* **Teks yang Ditampilkan**
──────────────────────────────

BATAN Kembangkan Teknologi Pemisahan Teknesium dari Molibdenum
Editor: Makmun Hidayat
SERPONG — Penggunaan Teknesium-99m (Tc-99m) pada diagnosa kedokteran nuklir sejauh ini merupakan pilihan terbaik dan dipergunakan hingga 80 persen. Tapi selama ini Tc-99m ini didapatkan dari hasil fisi Uranium. Artinya menyisakan banyak limbah radioaktif, yang membutuhkan pengamanan, pengelola dan biaya yang lebih tinggi. Sehingga diperlukan alternatif pengayaan.
Kepala Pusat Teknologi Radioisotop dan Radiofarmaka (PTRR) Badan Tenaga Nuklir Nasional (BATAN) Rohadi Awaludin menyebutkan kerja sama yang ditandatangani dengan pihak Jepang, Kaken dan NAIS merupakan upaya untuk melakukan alternatif pengayaan.
“Latar belakang terjalinnya kerja sama tersebut adalah kesamaan pandangan bahwa teknologi radioisotop dan radiofarmaka terus berkembang dan pemanfaatannya terus mengalami peningkatan, termasuk di Jepang dan di Indonesia,” kata Rohadi saat ditemui di Batan Serpong, Rabu (11/12/2019).

──────────────────────────────

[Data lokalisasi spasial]
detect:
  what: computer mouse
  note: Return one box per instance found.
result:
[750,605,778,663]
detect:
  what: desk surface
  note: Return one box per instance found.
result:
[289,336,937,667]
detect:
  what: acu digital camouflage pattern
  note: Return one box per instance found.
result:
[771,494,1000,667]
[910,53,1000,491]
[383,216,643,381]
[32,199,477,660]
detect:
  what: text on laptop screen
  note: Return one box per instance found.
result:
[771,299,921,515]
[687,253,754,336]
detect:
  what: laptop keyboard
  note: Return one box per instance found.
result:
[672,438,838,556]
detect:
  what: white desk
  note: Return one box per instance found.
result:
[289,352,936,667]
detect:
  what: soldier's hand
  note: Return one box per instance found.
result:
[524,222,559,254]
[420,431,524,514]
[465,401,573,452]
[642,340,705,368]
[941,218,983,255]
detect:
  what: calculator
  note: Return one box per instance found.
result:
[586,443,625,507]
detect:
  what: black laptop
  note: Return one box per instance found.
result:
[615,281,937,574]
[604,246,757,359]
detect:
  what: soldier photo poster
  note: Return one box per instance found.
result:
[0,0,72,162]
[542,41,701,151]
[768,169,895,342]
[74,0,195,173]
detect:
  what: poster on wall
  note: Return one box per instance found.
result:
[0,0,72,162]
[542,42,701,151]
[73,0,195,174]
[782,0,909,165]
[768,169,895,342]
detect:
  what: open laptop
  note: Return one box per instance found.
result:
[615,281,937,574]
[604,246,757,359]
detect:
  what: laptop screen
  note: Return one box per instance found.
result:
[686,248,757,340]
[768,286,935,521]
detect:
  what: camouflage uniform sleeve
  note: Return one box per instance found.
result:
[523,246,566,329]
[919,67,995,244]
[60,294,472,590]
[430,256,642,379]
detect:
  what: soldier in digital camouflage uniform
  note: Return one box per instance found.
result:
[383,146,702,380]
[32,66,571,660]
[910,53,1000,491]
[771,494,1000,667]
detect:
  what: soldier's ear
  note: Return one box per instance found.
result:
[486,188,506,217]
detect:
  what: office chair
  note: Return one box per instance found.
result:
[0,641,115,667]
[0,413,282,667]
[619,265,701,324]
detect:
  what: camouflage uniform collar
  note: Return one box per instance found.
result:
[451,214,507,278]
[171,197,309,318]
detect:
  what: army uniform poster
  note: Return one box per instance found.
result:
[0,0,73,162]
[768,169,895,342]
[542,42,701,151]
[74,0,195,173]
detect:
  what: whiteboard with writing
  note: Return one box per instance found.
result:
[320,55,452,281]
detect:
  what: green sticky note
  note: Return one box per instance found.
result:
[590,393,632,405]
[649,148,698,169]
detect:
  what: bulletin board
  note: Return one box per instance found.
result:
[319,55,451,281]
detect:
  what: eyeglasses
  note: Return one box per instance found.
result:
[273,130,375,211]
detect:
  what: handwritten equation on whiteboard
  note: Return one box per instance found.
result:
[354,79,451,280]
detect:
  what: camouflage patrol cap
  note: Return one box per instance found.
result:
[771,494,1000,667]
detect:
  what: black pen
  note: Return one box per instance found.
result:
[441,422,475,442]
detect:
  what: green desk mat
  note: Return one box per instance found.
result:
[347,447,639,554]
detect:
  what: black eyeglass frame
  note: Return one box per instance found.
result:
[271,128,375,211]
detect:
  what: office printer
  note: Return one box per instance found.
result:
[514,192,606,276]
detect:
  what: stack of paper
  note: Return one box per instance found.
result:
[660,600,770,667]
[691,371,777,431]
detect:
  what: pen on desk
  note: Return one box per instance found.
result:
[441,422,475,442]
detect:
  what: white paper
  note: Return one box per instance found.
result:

──────────────────────────────

* **Latihan A**
Tolong kutip persis bagian artikel tentang teknesium, mulai dari "Kepala Pusat Teknologi" sampai dengan "Serpong, Rabu (11/12/2019).".
* **Latihan B**
Tulis lanjutan artikel tentang teknesium, dimulai setelah kalimat terakhir yang ditampilkan.

* **Jawaban yang Diharapkan A**
Kepala Pusat Teknologi Radioisotop dan Radiofarmaka (PTRR) Badan Tenaga Nuklir Nasional (BATAN) Rohadi Awaludin menyebutkan kerja sama yang ditandatangani dengan pihak Jepang, Kaken dan NAIS merupakan upaya untuk melakukan alternatif pengayaan.
“Latar belakang terjalinnya kerja sama tersebut adalah kesamaan pandangan bahwa teknologi radioisotop dan radiofarmaka terus berkembang dan pemanfaatannya terus mengalami peningkatan, termasuk di Jepang dan di Indonesia,” kata Rohadi saat ditemui di Batan Serpong, Rabu (11/12/2019).

* **Jawaban yang Diharapkan B**
Kaken dan BATAN sama-sama memiliki pengetahuan dan pengalaman di bidang radioisotop dan radiofarmaka. Jika pengetahuan dan pengalaman tersebut disinergikan, lanjut Rohadi, maka akan diperoleh hasil yang sangat menguntungkan kedua belah pihak, bahkan bukan hanya kedua institusi namun bisa lebih luas lagi yaitu bagi Indonesia dan Jepang.
Ia memaparkan dalam kerja sama yang berdurasi lima tahun ini, pihak BATAN dan Kaken akan melakukan pengembangan teknologi produksi radioisotop Tc-99m.
“Saat ini Teknesium-99m diproduksi menggunakan Molibdenum-99 (Mo-99) hasil fisi dari Uranium. Teknologi ini masih menyisakan beberapa tantangan, diantaranya besarnya limbah radioaktif hasil fisi (radioactive fission waste) yang dihasilkan. Teknologi baru yang dikembangkan ini menggunakan molibdenum alam untuk memproduksi Mo-99, jadi tidak menggunakan uranium lagi. Limbah radioaktif yg dihasilkan pun sangat kecil dan bukan radioactive fission waste (RFW),” urainya.